YOUR OBJECTIVE: Please pick out each line below that contains the word "bridge" and copy those lines.
— start MATERIAL TO PROCESS —
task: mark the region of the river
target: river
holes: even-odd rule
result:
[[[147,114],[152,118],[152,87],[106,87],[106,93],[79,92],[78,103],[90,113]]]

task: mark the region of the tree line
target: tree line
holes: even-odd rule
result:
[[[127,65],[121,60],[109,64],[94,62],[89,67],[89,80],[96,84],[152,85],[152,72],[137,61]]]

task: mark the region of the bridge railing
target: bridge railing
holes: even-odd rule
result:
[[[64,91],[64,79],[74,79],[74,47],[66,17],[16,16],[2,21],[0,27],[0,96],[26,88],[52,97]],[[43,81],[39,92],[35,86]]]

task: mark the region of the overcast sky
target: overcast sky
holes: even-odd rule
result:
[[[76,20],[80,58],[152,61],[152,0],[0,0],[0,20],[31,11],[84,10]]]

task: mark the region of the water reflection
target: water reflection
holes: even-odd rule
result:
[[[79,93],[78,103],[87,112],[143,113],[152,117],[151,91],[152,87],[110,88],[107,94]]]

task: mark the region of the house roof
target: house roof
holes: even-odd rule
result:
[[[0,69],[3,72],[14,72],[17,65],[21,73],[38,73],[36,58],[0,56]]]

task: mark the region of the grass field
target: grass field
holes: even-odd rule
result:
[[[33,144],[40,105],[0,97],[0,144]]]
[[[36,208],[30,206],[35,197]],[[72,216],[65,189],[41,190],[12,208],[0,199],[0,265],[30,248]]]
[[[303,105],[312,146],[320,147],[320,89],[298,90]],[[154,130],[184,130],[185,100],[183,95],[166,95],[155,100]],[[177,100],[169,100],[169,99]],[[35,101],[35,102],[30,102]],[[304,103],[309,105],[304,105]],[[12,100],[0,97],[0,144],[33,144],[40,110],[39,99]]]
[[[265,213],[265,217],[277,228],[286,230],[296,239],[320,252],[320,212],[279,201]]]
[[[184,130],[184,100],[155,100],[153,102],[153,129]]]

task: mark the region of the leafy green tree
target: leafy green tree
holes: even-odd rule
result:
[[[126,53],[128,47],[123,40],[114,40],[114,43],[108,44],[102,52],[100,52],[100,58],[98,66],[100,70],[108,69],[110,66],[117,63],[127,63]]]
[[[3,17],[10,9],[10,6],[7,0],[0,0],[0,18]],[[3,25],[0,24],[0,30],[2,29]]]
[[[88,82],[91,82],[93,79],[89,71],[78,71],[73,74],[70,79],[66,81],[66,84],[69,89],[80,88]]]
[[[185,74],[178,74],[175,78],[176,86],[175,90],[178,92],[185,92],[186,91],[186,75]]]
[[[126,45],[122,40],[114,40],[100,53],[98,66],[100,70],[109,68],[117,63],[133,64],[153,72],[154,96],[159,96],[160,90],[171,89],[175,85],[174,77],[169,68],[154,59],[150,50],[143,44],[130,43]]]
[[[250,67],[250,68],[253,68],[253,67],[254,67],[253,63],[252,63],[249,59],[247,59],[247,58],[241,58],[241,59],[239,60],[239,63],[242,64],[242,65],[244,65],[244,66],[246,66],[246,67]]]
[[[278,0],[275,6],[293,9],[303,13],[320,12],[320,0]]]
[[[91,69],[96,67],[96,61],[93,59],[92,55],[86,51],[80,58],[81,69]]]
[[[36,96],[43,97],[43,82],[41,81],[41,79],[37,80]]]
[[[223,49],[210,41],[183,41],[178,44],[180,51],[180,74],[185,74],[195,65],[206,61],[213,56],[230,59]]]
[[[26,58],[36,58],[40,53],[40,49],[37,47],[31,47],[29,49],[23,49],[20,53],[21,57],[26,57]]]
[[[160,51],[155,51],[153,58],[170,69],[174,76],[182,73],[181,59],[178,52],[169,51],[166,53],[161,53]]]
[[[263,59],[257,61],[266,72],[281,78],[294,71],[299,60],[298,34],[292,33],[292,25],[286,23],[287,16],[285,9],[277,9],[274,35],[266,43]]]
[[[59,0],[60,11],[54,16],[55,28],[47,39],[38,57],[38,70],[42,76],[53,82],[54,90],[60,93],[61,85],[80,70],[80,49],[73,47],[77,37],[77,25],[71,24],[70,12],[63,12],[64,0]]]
— end MATERIAL TO PROCESS —
COMPLETE ANSWER:
task: mark the region of the bridge railing
target: bridge railing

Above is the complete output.